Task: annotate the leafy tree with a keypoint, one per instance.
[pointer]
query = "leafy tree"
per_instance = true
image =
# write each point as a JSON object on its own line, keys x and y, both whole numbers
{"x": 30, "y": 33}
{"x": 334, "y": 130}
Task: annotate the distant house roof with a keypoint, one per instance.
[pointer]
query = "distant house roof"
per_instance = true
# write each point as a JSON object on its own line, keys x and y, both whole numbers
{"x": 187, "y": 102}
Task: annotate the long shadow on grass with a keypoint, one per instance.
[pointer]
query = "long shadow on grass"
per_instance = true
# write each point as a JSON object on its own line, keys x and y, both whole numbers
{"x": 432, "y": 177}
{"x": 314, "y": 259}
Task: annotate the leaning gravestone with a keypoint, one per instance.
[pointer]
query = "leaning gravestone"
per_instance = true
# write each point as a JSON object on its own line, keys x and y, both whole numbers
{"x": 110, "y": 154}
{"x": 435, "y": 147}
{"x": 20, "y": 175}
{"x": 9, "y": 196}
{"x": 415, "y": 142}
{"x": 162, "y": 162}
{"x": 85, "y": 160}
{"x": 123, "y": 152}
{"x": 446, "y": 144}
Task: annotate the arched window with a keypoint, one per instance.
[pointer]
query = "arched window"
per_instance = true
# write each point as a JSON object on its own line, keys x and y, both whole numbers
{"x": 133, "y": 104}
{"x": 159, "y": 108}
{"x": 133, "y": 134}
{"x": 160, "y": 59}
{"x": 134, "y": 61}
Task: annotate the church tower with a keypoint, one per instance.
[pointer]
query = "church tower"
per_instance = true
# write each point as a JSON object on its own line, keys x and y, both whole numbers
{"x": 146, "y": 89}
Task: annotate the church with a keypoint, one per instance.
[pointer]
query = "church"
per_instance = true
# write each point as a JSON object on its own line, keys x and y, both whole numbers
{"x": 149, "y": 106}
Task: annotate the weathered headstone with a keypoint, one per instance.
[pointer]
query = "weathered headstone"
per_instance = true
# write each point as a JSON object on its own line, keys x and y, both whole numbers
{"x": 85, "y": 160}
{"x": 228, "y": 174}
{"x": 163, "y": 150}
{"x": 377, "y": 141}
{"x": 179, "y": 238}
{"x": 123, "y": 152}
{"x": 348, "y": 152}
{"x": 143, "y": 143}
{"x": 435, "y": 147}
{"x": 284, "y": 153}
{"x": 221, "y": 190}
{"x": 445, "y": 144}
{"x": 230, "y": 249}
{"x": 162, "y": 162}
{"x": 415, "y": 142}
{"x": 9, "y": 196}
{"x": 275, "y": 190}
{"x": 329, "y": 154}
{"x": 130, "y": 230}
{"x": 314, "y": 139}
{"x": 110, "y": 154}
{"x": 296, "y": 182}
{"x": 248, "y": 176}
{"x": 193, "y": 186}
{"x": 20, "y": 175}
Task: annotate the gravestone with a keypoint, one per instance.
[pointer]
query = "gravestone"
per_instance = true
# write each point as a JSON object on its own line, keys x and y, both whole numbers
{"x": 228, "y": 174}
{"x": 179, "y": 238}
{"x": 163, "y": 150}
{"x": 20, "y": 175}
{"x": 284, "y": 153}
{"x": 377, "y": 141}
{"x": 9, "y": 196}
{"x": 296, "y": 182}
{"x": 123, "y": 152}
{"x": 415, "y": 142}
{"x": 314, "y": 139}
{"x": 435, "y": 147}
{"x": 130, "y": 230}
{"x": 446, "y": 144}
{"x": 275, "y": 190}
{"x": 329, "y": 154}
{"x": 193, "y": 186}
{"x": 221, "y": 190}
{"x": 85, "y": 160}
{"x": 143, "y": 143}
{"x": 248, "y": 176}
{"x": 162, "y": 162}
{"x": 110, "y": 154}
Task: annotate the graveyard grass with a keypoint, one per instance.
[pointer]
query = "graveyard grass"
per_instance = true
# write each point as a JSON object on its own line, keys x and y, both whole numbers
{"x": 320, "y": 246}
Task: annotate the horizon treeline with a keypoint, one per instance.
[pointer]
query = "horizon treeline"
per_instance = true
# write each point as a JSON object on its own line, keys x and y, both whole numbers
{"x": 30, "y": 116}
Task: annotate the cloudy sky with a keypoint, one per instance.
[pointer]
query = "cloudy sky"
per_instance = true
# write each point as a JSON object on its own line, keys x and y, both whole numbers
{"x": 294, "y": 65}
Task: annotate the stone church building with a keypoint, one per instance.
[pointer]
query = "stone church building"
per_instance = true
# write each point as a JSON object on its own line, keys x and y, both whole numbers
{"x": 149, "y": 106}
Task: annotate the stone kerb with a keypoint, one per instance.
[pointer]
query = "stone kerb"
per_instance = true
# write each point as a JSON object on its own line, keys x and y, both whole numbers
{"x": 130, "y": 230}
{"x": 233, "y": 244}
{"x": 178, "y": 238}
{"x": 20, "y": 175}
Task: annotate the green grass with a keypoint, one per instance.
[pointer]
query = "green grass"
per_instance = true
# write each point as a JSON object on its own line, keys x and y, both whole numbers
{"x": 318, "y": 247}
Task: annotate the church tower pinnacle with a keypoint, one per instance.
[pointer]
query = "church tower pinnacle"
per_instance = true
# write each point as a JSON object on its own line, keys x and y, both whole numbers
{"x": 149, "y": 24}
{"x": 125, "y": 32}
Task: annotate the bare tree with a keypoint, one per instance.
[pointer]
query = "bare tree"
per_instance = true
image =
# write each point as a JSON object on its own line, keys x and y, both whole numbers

------------------------------------------------

### What needs to be done
Show each line in the entries that holds the string "bare".

### Answer area
Task: annotate the bare tree with a keypoint, one per instance.
query = "bare tree"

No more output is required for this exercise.